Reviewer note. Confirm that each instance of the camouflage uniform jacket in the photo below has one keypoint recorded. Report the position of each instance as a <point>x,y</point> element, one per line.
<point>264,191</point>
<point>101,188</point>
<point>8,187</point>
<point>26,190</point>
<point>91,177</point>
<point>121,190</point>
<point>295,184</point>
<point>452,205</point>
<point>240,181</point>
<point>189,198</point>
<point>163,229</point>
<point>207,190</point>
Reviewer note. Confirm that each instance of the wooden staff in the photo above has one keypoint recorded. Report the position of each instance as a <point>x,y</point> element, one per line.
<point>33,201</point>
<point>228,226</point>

###

[Task to carry out]
Starting at the line that contains "Reviewer note. Confirm that each instance of the wooden" and ending at the last line of the records, write out every line again, requests included, and shift each coordinate in the answers by adding 89 to it.

[Exercise result]
Reviewer note. Confirm that each instance of the wooden staff in the photo above has one keypoint recorded. Report the position of each instance as a <point>x,y</point> element, one per line.
<point>122,290</point>
<point>317,315</point>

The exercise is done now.